Community Corner

Slow Road to Recovery for Hit-and-Run Victim Ted Takacs

'What makes it so hard is that while the guys responsible for this are free, Ted is the one who is incarcerated.'

Liz Takacs is short on sleep these days. She's also running out of hope, and could use a winning lottery ticket.

Aside from that, she's thankful her husband is alive. 

Ted Takacs, 78, survived what could easily have been a fatal hit-and-run motorcycle accident on Aug. 22.

Being thankful he's alive is one thing; carrying the weight of what's left in the aftermath an accident that left her husband disabled and their future uncertain, is quite another.

"Ted will never regain his independence. They're telling me he will need 24/7 care. I'm not sure what I'm going to do," said Liz Takacs late last week. "What makes it so hard is that while the guys responsible for this are free, Ted is the one who is incarcerated."  

Ted Takacs had just left the Dunkin' Donuts on West Hollis Street on Oct. 22 just after 10, riding his motorcycle with the side car, as usual, heading to the Everett Turnpike at Exit 5 bound for RJ Motorsports, where he's like one of the family. But just as he got onto the ramp, Takacs was sideswiped by a black Chevy SUV. He tumbled from his bike and landed on the highway.

### What is expected
Please pull out the stretch from "Community Corner" through "husband is alive." in the article on Ted Takacs, copied word for word.

### Data extract
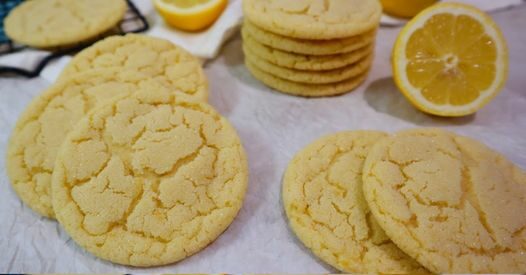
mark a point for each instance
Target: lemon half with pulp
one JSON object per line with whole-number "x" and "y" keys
{"x": 190, "y": 15}
{"x": 450, "y": 60}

### Task result
Community Corner

Slow Road to Recovery for Hit-and-Run Victim Ted Takacs

'What makes it so hard is that while the guys responsible for this are free, Ted is the one who is incarcerated.'

Liz Takacs is short on sleep these days. She's also running out of hope, and could use a winning lottery ticket.

Aside from that, she's thankful her husband is alive.